### Exercise details
Output every line of the listing below as a numbered list, skipping any blank lines. Leave the pictures out of your answer.

** Start of Material supplied **

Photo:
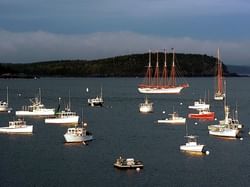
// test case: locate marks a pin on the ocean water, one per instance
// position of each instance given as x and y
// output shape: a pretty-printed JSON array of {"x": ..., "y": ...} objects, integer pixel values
[{"x": 43, "y": 159}]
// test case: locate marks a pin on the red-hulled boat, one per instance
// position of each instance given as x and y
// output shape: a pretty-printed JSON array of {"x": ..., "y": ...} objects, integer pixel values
[{"x": 203, "y": 115}]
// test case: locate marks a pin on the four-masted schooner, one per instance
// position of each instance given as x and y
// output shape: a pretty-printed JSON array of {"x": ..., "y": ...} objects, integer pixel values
[{"x": 161, "y": 85}]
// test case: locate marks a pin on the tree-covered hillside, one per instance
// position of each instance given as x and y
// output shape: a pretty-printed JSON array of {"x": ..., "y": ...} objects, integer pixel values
[{"x": 121, "y": 66}]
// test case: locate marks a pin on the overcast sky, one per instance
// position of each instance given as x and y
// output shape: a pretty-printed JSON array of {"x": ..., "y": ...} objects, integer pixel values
[{"x": 41, "y": 30}]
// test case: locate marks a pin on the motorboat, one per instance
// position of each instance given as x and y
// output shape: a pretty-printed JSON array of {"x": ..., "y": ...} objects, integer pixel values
[
  {"x": 63, "y": 117},
  {"x": 174, "y": 119},
  {"x": 199, "y": 105},
  {"x": 78, "y": 134},
  {"x": 202, "y": 115},
  {"x": 36, "y": 108},
  {"x": 4, "y": 105},
  {"x": 192, "y": 145},
  {"x": 128, "y": 163},
  {"x": 224, "y": 128},
  {"x": 97, "y": 101},
  {"x": 146, "y": 107},
  {"x": 17, "y": 126}
]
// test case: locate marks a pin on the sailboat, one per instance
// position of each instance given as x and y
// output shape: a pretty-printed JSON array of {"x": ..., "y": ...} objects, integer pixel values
[
  {"x": 225, "y": 128},
  {"x": 192, "y": 144},
  {"x": 36, "y": 108},
  {"x": 4, "y": 106},
  {"x": 65, "y": 116},
  {"x": 219, "y": 90},
  {"x": 153, "y": 85},
  {"x": 78, "y": 133},
  {"x": 146, "y": 107}
]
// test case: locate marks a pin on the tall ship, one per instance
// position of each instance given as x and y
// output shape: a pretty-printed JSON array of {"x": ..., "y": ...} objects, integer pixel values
[
  {"x": 219, "y": 94},
  {"x": 154, "y": 84},
  {"x": 36, "y": 108},
  {"x": 4, "y": 105}
]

** End of Material supplied **

### Task output
1. Photo:
2. // test case: locate marks a pin on the ocean water, one per instance
3. // position of each instance given as x and y
4. // output shape: a pretty-printed JSON array of {"x": ..., "y": ...} objects, integer pixel values
5. [{"x": 43, "y": 159}]
6. // test case: locate marks a pin on the red-hulled boat, one per instance
7. // position of each instance given as x and y
8. // output shape: a pretty-printed JSON array of {"x": ..., "y": ...} objects, integer pixel values
9. [{"x": 203, "y": 115}]
10. // test case: locate marks a pin on the four-masted schooner, one per instance
11. // position of each instance given as x and y
12. // output shape: a pretty-printed JSON array of {"x": ..., "y": ...} objects, integer pixel values
13. [{"x": 161, "y": 85}]
14. // test case: locate marks a pin on the tree-covered hillside, one per instance
15. // position of each instance given as x and y
16. // output shape: a pretty-printed JSON array of {"x": ..., "y": ...} objects, integer pixel values
17. [{"x": 121, "y": 66}]
18. // test case: locate marks a pin on the overcast sky, one per instance
19. // position of each instance given as x and y
20. // output shape: a pretty-printed JSON array of {"x": ..., "y": ...} objects, integer pixel values
21. [{"x": 41, "y": 30}]
22. // test case: locate marks a pin on the motorboat, one per instance
23. // position of each instance given as x and y
24. // output shape: a pretty-printed JSON array of {"x": ..., "y": ...} objects, integer pixel values
25. [
26.   {"x": 63, "y": 117},
27.   {"x": 174, "y": 119},
28.   {"x": 199, "y": 105},
29.   {"x": 78, "y": 134},
30.   {"x": 202, "y": 115},
31.   {"x": 36, "y": 108},
32.   {"x": 4, "y": 105},
33.   {"x": 192, "y": 145},
34.   {"x": 128, "y": 163},
35.   {"x": 224, "y": 128},
36.   {"x": 97, "y": 101},
37.   {"x": 146, "y": 107},
38.   {"x": 17, "y": 126}
39. ]
40. // test case: locate marks a pin on the sailboat, one per instance
41. // position of each instance given as x and y
42. // output shape: a pretty-printed JSON array of {"x": ..., "y": ...} objects, integer pixel values
43. [
44.   {"x": 225, "y": 128},
45.   {"x": 192, "y": 144},
46.   {"x": 36, "y": 108},
47.   {"x": 4, "y": 106},
48.   {"x": 65, "y": 116},
49.   {"x": 219, "y": 90},
50.   {"x": 153, "y": 85},
51.   {"x": 78, "y": 133},
52.   {"x": 146, "y": 107}
53. ]
54. // test case: locate marks a pin on the tall ship, one per instance
55. // position of each instance given as x and y
56. // output shape: a pretty-printed JSON array of {"x": ..., "y": ...} objects, integer pixel values
57. [
58.   {"x": 219, "y": 94},
59.   {"x": 154, "y": 84},
60.   {"x": 36, "y": 108},
61.   {"x": 4, "y": 105}
62. ]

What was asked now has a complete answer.